:: Material supplied

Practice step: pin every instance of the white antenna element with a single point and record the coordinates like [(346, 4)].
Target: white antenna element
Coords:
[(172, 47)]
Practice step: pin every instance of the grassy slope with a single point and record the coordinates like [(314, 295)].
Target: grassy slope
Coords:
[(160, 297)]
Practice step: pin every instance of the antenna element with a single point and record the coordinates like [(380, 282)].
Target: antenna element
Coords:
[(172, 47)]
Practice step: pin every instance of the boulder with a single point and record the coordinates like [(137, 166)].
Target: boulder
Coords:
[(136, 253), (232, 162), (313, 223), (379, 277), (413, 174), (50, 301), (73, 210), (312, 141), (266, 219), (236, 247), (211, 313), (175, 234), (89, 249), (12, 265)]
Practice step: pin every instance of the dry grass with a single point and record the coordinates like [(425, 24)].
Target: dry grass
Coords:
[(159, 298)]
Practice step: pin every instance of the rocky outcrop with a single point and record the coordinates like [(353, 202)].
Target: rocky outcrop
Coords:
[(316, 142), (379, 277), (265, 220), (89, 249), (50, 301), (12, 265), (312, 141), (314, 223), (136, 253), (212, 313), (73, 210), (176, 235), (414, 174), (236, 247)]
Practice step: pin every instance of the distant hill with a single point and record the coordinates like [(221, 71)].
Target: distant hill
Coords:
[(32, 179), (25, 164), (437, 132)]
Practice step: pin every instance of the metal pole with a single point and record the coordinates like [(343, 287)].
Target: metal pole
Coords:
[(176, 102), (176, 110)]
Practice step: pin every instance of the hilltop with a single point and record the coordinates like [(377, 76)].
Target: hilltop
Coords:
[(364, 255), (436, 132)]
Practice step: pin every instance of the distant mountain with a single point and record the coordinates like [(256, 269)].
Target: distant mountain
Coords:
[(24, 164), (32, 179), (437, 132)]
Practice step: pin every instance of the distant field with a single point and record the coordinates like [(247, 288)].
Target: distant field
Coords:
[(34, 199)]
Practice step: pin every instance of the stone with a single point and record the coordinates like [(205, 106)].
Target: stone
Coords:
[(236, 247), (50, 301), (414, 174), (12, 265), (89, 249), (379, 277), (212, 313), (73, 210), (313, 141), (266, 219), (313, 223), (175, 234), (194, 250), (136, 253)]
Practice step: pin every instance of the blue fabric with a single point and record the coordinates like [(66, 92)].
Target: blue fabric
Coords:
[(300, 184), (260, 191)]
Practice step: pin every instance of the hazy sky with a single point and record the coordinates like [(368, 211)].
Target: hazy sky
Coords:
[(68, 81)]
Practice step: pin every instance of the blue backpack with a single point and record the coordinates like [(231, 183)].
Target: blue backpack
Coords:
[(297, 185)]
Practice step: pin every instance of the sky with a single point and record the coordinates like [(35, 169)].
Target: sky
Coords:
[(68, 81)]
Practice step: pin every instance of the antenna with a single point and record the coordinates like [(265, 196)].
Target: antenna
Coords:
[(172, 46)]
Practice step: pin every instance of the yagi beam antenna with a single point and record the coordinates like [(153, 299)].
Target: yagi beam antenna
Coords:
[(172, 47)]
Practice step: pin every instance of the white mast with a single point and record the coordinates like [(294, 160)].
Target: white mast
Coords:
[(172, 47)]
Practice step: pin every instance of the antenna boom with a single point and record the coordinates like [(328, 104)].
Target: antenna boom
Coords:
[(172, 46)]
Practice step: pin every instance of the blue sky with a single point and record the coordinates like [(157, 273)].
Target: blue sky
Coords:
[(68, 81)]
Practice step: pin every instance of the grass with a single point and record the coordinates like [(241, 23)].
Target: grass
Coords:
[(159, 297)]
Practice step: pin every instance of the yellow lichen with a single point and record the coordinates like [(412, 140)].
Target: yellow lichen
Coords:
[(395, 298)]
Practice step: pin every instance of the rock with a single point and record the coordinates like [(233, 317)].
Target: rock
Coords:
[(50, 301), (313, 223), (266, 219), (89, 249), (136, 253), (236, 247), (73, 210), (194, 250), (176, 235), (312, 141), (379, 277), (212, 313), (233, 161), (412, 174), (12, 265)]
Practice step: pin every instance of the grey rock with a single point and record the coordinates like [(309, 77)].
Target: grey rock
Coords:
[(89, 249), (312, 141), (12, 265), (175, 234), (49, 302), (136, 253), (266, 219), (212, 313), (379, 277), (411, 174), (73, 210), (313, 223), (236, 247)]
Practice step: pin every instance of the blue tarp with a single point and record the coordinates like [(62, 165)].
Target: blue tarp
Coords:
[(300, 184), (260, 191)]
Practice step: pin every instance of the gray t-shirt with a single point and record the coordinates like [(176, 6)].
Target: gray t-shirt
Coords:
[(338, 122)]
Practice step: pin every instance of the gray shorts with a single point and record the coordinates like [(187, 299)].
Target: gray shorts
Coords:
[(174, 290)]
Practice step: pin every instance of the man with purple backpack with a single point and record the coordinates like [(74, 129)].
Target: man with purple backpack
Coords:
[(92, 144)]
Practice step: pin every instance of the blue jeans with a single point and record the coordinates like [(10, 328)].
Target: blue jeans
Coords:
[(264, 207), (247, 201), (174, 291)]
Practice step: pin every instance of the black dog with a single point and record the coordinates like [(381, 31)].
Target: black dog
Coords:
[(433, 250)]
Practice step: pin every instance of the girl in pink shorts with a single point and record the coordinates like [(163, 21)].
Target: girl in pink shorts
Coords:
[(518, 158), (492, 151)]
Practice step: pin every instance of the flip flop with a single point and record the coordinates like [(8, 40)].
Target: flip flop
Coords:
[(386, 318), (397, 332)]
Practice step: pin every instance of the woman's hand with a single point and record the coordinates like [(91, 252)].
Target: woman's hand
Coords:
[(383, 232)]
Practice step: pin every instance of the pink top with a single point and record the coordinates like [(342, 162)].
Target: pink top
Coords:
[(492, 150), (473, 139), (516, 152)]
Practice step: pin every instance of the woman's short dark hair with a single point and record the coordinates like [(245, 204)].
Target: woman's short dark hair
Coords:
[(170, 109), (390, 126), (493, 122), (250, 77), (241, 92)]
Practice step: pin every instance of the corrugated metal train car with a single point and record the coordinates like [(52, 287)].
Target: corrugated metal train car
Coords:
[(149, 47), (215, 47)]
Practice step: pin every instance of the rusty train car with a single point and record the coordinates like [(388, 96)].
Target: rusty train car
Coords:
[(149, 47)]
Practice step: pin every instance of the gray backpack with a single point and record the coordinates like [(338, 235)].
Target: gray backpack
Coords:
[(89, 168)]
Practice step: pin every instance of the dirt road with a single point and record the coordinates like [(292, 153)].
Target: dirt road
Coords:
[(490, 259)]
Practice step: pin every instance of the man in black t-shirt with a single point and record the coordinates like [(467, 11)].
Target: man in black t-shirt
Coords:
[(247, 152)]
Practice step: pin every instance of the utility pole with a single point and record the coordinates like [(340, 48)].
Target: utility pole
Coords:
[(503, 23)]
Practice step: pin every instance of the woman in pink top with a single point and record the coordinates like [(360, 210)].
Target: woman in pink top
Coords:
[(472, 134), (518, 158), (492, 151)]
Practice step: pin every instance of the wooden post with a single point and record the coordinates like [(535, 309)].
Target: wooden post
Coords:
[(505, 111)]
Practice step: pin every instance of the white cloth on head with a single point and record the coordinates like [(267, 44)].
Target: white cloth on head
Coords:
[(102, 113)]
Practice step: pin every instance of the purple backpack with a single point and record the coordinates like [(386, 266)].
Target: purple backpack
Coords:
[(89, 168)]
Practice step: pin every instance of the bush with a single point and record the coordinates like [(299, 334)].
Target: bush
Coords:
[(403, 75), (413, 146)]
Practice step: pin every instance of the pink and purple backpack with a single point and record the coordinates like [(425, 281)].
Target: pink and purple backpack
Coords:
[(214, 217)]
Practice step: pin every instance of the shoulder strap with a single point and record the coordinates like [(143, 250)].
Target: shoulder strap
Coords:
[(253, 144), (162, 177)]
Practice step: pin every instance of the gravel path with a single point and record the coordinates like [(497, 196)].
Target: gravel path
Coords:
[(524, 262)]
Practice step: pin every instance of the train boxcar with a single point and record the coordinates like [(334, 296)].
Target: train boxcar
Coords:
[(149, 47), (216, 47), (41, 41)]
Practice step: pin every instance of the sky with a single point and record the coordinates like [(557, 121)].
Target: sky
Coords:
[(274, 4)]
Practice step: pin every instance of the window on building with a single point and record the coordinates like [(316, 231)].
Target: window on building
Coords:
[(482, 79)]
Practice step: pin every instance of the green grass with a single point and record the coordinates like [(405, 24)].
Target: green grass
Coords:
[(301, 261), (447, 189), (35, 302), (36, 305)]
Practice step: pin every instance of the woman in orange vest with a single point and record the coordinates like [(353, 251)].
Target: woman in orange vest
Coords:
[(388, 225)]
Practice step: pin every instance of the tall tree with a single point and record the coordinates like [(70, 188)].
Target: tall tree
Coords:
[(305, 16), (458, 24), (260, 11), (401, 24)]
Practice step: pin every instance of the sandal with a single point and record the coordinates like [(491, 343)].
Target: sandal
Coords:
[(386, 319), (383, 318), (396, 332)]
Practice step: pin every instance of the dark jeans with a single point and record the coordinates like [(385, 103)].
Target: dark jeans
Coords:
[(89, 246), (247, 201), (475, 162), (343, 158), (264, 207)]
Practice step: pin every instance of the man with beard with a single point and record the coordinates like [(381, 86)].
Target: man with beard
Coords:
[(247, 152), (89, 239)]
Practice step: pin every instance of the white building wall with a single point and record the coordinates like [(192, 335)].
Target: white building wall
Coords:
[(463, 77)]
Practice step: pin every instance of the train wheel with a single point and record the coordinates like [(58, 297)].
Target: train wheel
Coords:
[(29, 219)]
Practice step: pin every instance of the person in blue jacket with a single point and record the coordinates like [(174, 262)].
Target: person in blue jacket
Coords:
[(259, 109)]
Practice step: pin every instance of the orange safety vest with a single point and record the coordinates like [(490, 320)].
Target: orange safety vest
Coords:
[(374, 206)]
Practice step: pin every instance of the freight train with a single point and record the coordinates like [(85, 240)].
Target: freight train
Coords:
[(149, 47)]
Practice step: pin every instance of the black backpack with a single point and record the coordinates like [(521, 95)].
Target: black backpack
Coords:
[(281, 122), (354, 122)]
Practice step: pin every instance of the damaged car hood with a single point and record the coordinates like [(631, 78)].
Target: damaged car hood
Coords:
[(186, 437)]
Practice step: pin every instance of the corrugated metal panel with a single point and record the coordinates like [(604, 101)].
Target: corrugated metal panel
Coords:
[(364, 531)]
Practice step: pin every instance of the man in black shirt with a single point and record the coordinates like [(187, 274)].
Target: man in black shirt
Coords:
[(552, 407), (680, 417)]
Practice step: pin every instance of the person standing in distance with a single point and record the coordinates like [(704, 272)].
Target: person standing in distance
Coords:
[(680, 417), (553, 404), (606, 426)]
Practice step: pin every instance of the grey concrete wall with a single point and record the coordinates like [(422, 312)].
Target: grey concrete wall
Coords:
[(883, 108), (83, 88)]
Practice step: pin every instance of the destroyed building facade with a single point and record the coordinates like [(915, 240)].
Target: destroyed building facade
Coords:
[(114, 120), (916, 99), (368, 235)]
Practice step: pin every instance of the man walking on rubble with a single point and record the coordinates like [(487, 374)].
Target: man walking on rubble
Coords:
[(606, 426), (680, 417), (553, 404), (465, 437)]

::::

▶ [What you are asked to do]: Only the lines from the one that contains "Practice step: pin every instance of the person standing" through the last line should be repeated, each exactly as it stands, with both ends included.

▶ [Expected answer]:
Practice step: pin every instance of the person standing in distance with a single point and record the coordinates like [(704, 272)].
Target: person standing in distance
Coords:
[(680, 417), (553, 404), (606, 426)]
Practice step: pin every instance of the grey concrete wall with a single point and record the coordinates like [(422, 312)].
Target: grey concrete wall
Coords:
[(883, 108), (83, 88)]
Practice step: pin every instance of the destroyed building facade with a single point and record the coordinates like [(915, 240)].
Target: destroyed building facade
Coords:
[(114, 120), (916, 99), (368, 235)]
Practice step: pin every instance of the man walking on rubble with a single point and record the coordinates like [(487, 374)].
Target: man walking on rubble
Coords:
[(606, 426), (680, 417), (553, 404), (465, 437)]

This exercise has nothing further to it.